Geciteerde passage ::
┌────────

Verliefdheid, sexting, de zoektocht naar identiteit, worstelingen met je zelfbeeld in een digitaal tijdperk. Voor iedereen die jong is herkenbare thema’s. Ze komen allemaal voorbij in Normale Mensen, het tweede boek van de jonge Ierse schrijver Sally Rooney.
Marianne en Connell hebben op de middelbare school op het eerste oog weinig met elkaar. Hij is knap, populair, sportief en sociaal. Zij is scherp, zelfverzekerd, maar het liefst alleen. Haar klasgenoten vinden haar een weirdo.
Connells moeder maakt schoon in het weelderige huis van Mariannes ouders, waardoor de tieners elkaar af en toen in het huis van Marianne tegenkomen. Hun leefwerelden botsen, maar toch bloeit er mettertijd iets op tussen de twee. Omdat Connell bang is dat zijn reputatie eraan gaat als medescholieren de twee samen spotten, houdt hij zijn verhouding met Marianne geheim. Wanneer er iets pijnlijks gebeurt op het schoolbal, stopt de stiekeme relatie.

└────────

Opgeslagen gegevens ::
┌────────

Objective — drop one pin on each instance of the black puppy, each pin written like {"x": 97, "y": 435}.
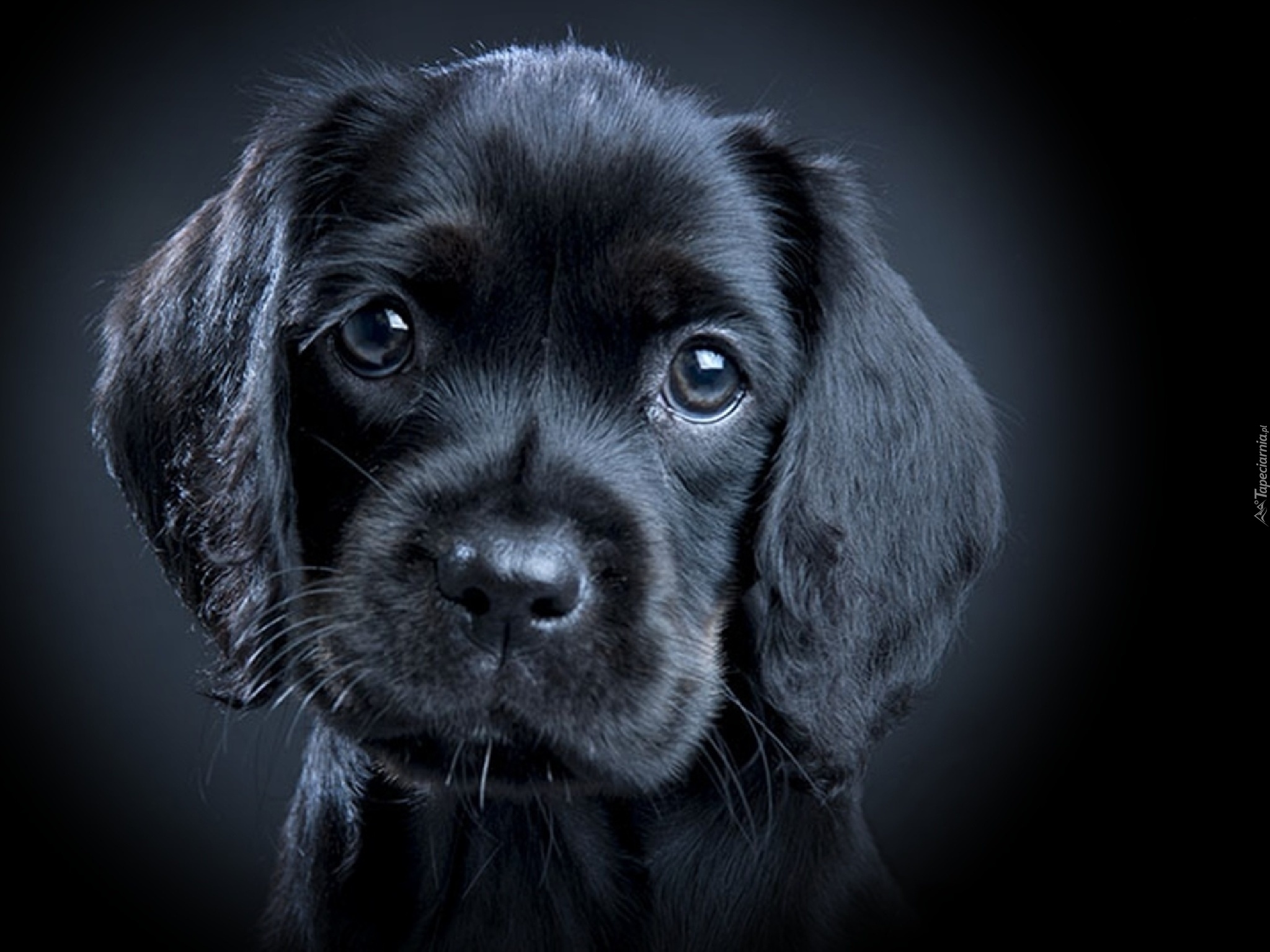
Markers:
{"x": 575, "y": 459}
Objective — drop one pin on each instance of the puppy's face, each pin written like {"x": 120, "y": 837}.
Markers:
{"x": 538, "y": 353}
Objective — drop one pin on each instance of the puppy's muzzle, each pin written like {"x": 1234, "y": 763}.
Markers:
{"x": 516, "y": 583}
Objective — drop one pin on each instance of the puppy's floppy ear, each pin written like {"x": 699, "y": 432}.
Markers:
{"x": 883, "y": 500}
{"x": 190, "y": 410}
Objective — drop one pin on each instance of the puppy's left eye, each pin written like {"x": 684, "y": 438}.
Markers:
{"x": 704, "y": 385}
{"x": 376, "y": 340}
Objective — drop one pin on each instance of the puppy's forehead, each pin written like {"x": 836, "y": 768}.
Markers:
{"x": 568, "y": 156}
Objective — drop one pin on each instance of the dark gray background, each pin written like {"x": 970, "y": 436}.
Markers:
{"x": 1000, "y": 149}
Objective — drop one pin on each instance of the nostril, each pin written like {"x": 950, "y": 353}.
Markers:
{"x": 511, "y": 580}
{"x": 475, "y": 601}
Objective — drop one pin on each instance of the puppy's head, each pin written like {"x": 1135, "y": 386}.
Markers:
{"x": 511, "y": 414}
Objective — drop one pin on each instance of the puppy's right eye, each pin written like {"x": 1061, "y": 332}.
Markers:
{"x": 376, "y": 340}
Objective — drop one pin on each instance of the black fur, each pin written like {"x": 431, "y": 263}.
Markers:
{"x": 587, "y": 671}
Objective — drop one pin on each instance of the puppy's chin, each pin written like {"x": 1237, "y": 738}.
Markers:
{"x": 495, "y": 769}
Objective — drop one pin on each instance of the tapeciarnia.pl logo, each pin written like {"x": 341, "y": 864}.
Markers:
{"x": 1259, "y": 495}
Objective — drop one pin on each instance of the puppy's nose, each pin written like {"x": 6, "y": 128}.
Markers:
{"x": 512, "y": 583}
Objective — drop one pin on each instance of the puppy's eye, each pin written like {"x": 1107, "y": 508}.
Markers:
{"x": 703, "y": 385}
{"x": 376, "y": 340}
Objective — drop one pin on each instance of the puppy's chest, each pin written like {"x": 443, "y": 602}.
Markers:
{"x": 603, "y": 878}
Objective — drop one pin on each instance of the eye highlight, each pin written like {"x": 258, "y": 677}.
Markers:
{"x": 704, "y": 384}
{"x": 376, "y": 340}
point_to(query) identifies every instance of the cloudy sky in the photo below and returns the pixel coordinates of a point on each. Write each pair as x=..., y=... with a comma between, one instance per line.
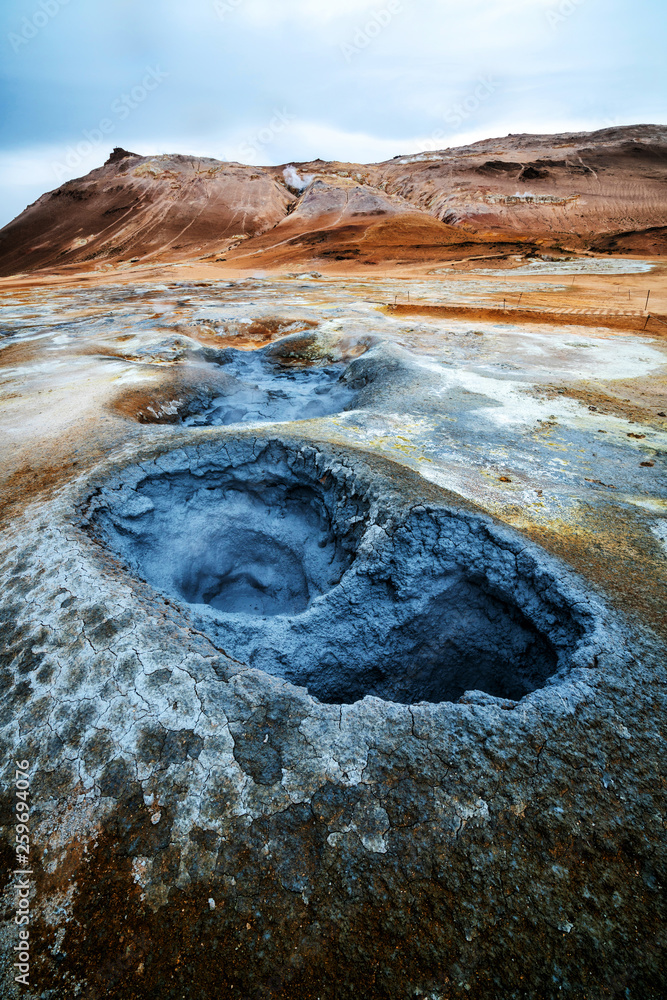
x=271, y=81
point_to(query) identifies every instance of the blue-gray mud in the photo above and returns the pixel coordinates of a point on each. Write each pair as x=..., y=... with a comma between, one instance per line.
x=207, y=828
x=261, y=389
x=292, y=567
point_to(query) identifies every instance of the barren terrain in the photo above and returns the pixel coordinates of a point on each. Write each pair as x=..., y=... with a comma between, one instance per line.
x=333, y=563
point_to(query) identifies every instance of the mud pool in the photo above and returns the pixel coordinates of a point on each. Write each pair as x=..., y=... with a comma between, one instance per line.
x=327, y=630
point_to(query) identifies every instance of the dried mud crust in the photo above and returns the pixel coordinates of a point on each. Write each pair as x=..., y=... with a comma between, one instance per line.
x=204, y=829
x=288, y=563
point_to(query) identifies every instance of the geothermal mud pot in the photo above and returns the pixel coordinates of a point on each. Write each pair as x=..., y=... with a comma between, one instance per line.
x=302, y=722
x=305, y=725
x=299, y=571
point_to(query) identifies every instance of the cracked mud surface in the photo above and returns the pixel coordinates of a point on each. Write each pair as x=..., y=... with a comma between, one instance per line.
x=295, y=569
x=207, y=822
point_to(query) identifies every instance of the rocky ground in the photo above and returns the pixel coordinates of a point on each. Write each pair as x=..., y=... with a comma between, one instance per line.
x=334, y=627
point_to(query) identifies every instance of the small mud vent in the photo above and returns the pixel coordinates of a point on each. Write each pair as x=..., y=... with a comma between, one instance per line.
x=261, y=389
x=339, y=577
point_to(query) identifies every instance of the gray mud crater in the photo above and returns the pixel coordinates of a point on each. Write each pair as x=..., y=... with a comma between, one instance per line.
x=261, y=388
x=296, y=565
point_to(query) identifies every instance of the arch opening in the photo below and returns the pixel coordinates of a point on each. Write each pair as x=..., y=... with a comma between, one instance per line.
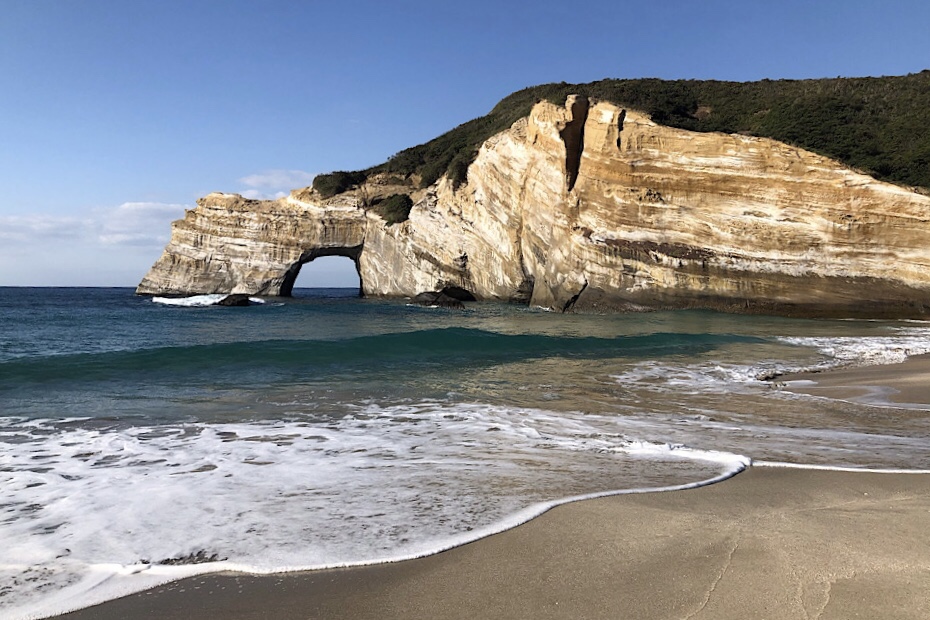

└────────

Wat je doet :: Citeer de volledige tekst over Normale Mensen, woord voor woord en zonder iets weg te laten.

Uitgewerkt antwoord ::
Verliefdheid, sexting, de zoektocht naar identiteit, worstelingen met je zelfbeeld in een digitaal tijdperk. Voor iedereen die jong is herkenbare thema’s. Ze komen allemaal voorbij in Normale Mensen, het tweede boek van de jonge Ierse schrijver Sally Rooney.
Marianne en Connell hebben op de middelbare school op het eerste oog weinig met elkaar. Hij is knap, populair, sportief en sociaal. Zij is scherp, zelfverzekerd, maar het liefst alleen. Haar klasgenoten vinden haar een weirdo.
Connells moeder maakt schoon in het weelderige huis van Mariannes ouders, waardoor de tieners elkaar af en toen in het huis van Marianne tegenkomen. Hun leefwerelden botsen, maar toch bloeit er mettertijd iets op tussen de twee. Omdat Connell bang is dat zijn reputatie eraan gaat als medescholieren de twee samen spotten, houdt hij zijn verhouding met Marianne geheim. Wanneer er iets pijnlijks gebeurt op het schoolbal, stopt de stiekeme relatie.